- Request 1: Decide whether each statement below agrees with the passage on the Fratellis album, answering yes or no and quoting the words of the passage that decide it. (a) The band spent six weeks in Los Angeles working on the album. (b) The album came out on 9 March 2018. (c) The band brought more songs to these recording sessions than to any before.

In Your Own Sweet Time is the fifth studio album by Scottish rock band, The Fratellis. The album was released on 16 March 2018. As well as being released on the standard formats of CD, digital download and vinyl, the band also released a limited edition orange vinyl and cassette available from their official online store.

Background and recording
After touring the 10th anniversary of their debut album Costello Music, the band started work on their fifth studio album. They flew out to Los Angeles for six weeks to reunite with their producer (Tony Hoffer), who also produced their previous album Eyes Wide, Tongue Tied, as well as Jon's solo Psycho Jukebox. Taking with them only 12 songs, the fewest they have taken to record with, the band eventually returned home to play shows over the summer period, before announcing the album in November 2017, with a March 2018 release date. For unknown reasons, the album was pushed back a week from 9 March to 16 March.

- Data lines:
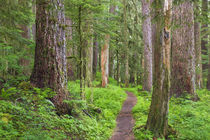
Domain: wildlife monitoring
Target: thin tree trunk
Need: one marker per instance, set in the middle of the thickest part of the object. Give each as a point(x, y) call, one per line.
point(147, 37)
point(183, 51)
point(204, 41)
point(198, 59)
point(125, 31)
point(158, 116)
point(104, 61)
point(50, 52)
point(95, 56)
point(105, 55)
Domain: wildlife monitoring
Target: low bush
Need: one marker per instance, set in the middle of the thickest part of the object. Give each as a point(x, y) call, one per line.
point(188, 120)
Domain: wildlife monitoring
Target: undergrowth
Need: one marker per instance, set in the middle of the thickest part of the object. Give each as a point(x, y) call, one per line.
point(26, 113)
point(188, 120)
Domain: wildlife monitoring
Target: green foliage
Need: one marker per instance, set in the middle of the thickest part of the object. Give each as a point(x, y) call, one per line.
point(26, 113)
point(187, 119)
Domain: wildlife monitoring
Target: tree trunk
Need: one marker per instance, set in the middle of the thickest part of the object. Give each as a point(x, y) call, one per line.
point(198, 60)
point(50, 59)
point(183, 50)
point(204, 42)
point(126, 44)
point(105, 61)
point(147, 37)
point(89, 61)
point(105, 55)
point(158, 116)
point(95, 56)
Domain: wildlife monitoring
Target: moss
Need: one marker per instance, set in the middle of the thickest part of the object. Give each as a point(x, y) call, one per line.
point(25, 86)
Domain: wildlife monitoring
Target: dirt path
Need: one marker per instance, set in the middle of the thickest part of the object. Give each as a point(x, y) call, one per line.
point(125, 121)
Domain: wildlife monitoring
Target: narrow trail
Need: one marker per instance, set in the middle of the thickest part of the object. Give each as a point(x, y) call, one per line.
point(125, 121)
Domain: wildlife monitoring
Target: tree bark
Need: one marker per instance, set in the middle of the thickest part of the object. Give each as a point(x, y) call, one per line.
point(204, 39)
point(197, 32)
point(125, 31)
point(50, 52)
point(183, 50)
point(147, 37)
point(95, 56)
point(204, 42)
point(158, 116)
point(105, 61)
point(105, 55)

- Request 2: Pull out every line of the records that contains the word "trunk".

- Exercise result 1:
(a) Yes: "They flew out to Los Angeles for six weeks"
(b) No: "the album was pushed back a week from 9 March to 16 March"
(c) No: "Taking with them only 12 songs, the fewest they have taken to record with"

- Exercise result 2:
Target: thin tree trunk
Target: tree trunk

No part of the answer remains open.